**Set exercise**.
Starting at the line containing "Check that every instance of the sea foam" and continuing through the end of the records, convert those records into a two-column CSV with headers text and answer. Give each record one row, with each field quoted and any line breaks replaced by spaces.

# # # # # # #

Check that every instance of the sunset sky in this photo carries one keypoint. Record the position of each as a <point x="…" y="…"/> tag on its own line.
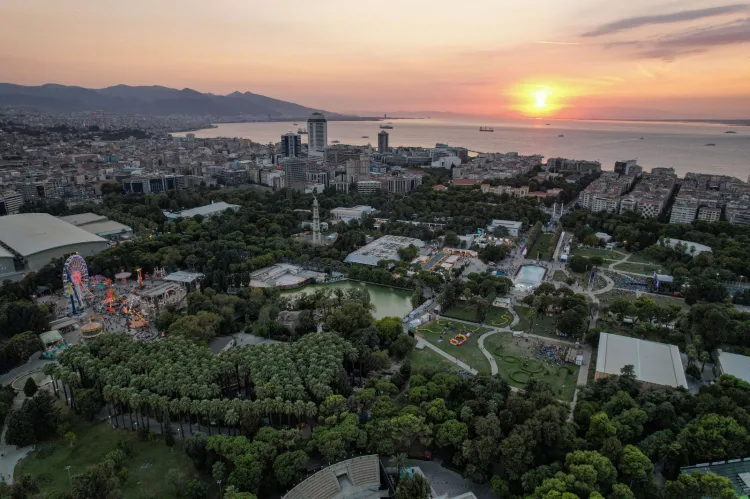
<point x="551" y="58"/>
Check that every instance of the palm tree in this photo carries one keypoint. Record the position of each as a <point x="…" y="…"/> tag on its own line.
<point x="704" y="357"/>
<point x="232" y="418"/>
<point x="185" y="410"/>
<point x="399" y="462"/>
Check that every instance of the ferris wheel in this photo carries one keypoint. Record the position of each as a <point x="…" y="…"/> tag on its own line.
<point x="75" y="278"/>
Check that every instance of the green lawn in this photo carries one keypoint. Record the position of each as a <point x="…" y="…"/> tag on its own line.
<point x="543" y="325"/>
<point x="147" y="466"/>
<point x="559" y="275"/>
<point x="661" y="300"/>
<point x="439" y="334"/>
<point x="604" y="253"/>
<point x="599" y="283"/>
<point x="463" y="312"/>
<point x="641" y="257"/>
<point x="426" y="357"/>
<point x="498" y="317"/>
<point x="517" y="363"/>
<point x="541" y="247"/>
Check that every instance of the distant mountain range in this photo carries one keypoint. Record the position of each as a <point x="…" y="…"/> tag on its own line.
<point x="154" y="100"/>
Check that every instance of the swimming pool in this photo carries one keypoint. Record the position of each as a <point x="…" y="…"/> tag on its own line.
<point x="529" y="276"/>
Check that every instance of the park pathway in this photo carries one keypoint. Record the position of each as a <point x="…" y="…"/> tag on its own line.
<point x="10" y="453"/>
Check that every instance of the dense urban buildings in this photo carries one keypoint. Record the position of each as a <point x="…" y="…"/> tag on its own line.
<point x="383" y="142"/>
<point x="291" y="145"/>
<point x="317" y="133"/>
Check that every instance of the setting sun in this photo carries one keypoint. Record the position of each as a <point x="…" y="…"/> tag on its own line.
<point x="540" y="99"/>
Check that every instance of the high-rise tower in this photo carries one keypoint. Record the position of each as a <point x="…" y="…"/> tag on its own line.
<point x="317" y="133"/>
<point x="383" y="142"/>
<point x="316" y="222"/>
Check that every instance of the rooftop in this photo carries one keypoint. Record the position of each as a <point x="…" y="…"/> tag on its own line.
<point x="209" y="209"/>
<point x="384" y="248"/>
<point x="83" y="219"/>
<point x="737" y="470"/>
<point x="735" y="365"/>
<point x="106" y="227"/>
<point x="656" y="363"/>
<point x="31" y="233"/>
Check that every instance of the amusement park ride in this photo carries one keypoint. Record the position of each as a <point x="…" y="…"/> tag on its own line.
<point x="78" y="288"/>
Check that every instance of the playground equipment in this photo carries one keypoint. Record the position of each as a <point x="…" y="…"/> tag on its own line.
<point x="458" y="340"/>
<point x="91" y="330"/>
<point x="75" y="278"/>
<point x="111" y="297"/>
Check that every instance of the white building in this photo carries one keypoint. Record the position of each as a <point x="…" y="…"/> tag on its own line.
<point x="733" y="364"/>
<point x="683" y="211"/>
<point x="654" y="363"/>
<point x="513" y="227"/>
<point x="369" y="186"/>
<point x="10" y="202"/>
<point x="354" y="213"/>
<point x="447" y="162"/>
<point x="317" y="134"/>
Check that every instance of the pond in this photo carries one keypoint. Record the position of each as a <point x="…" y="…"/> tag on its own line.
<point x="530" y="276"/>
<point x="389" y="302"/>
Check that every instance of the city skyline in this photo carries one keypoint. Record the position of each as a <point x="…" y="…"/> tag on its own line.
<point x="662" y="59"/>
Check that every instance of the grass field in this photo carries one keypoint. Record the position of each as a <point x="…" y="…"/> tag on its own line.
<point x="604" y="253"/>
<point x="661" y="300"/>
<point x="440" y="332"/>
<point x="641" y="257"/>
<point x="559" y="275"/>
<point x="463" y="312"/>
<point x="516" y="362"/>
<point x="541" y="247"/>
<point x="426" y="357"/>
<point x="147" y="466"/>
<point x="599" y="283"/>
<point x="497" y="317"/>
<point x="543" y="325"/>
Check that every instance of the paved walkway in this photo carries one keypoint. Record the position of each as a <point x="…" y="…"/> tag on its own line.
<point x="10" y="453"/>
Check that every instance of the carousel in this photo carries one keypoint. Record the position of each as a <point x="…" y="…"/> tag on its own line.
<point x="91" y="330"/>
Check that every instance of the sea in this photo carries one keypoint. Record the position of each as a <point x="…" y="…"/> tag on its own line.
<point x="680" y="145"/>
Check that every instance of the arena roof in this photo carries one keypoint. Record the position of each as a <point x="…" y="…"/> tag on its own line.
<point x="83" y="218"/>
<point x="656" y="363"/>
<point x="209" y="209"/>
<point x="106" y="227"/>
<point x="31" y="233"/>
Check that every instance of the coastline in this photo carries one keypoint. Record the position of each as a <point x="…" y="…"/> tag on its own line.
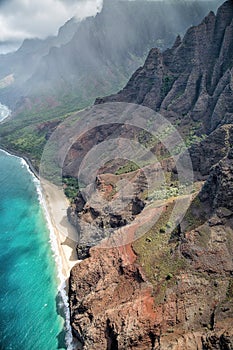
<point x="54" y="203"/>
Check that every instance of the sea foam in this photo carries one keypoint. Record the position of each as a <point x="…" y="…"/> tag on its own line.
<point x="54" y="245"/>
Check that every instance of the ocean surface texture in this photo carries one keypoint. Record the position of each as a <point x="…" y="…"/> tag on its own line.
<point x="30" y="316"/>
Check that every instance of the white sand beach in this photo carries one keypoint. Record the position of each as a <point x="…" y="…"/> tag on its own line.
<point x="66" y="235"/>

# # # # # # #

**Finished task**.
text,answer
"Check that every instance of the sea foam in this photo carries one keypoint. Record the position of each as a <point x=""…"" y=""…""/> tag on its own line.","<point x=""54"" y=""245""/>"
"Check that every instance of the ocean surface texture in this photo carries one keypoint. Record the position of each as a <point x=""…"" y=""…""/> tag on its own line.","<point x=""30"" y=""316""/>"
"Check that every instance of the white sand beach in this photo carries one keypoint. Record the position of each as a <point x=""…"" y=""…""/> tag on its own line.","<point x=""66"" y=""235""/>"